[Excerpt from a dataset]
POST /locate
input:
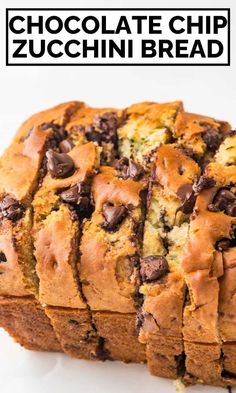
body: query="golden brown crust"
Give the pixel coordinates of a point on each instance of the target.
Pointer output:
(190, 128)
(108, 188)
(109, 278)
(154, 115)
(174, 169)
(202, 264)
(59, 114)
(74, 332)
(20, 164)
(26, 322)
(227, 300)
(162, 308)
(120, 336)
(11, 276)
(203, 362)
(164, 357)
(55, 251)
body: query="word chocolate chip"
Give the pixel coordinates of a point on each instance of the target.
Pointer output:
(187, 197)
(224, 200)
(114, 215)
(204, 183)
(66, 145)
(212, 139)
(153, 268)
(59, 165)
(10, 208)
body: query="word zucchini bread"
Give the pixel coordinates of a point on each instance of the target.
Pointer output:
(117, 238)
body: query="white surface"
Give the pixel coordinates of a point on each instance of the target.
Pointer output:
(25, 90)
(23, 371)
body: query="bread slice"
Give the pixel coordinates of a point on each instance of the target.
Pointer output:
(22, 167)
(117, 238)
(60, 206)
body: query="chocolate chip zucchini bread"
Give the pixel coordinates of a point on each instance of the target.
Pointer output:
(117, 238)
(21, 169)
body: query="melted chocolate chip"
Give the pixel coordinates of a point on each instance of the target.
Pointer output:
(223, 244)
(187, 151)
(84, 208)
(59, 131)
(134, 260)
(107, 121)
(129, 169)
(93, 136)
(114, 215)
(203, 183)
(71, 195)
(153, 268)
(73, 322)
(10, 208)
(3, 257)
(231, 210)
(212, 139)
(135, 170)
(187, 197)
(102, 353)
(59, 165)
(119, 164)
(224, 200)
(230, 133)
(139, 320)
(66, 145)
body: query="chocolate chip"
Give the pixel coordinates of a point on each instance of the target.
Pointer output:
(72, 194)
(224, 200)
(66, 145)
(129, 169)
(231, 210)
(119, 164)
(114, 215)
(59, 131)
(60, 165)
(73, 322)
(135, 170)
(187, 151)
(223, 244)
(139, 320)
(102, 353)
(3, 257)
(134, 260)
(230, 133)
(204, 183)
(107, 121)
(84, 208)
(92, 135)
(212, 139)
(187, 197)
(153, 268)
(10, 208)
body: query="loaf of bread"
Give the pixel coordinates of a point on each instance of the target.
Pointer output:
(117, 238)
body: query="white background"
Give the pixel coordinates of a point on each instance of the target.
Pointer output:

= Request =
Transcribe the records above verbatim. Do not carry over any picture.

= Full solution =
POST /locate
input:
body: query="golden brown crust"
Give the pixel coordinates of a point on each instance of the target.
Pointer output:
(190, 128)
(108, 188)
(109, 278)
(154, 115)
(174, 169)
(202, 264)
(59, 114)
(74, 332)
(20, 164)
(26, 322)
(227, 300)
(162, 308)
(120, 336)
(11, 276)
(203, 362)
(164, 357)
(55, 251)
body: query="word chocolate chip"
Give the pixel coordinates of a point on each instance of the target.
Pointer output:
(187, 197)
(224, 200)
(114, 215)
(204, 183)
(66, 145)
(212, 139)
(153, 268)
(59, 165)
(10, 208)
body: query="word zucchini bread"
Give the pixel coordinates of a point on each instance of the target.
Pointer output:
(117, 238)
body: query="white surface"
Give the pixel coordinates of a point on each instance of the target.
Pointer output:
(25, 90)
(23, 371)
body: query="bread slice"
Give the pixel coordinates of a point on each instance of the target.
Pointer output:
(22, 167)
(117, 238)
(60, 206)
body: query="chocolate chip zucchini bread"
Give the pixel coordinates of a point on each instance of the target.
Pointer output:
(117, 238)
(21, 169)
body: query="melted chocolate chip"
Give the pixel coordinates of a point on each instance of the target.
Pointer output:
(223, 244)
(187, 151)
(84, 208)
(59, 131)
(134, 260)
(107, 121)
(129, 169)
(93, 136)
(114, 215)
(203, 183)
(71, 195)
(153, 268)
(73, 322)
(10, 208)
(3, 257)
(231, 210)
(212, 139)
(135, 170)
(187, 197)
(102, 353)
(59, 165)
(119, 164)
(224, 200)
(230, 133)
(139, 320)
(66, 145)
body: query="chocolate chip"
Give the pixel coordinates of a point on each instance of the target.
Pointer output:
(72, 194)
(224, 200)
(66, 145)
(129, 169)
(231, 210)
(119, 164)
(114, 215)
(59, 131)
(60, 165)
(73, 322)
(135, 170)
(187, 151)
(223, 244)
(139, 320)
(102, 353)
(3, 257)
(134, 260)
(230, 133)
(204, 183)
(107, 121)
(84, 208)
(92, 135)
(212, 139)
(187, 197)
(153, 268)
(10, 208)
body: query="loaf of bread"
Give the pixel coordinates of a point on each instance of the target.
Pointer output:
(117, 238)
body: query="white background"
Give the pixel coordinates of a point on each instance of the target.
Pointer output:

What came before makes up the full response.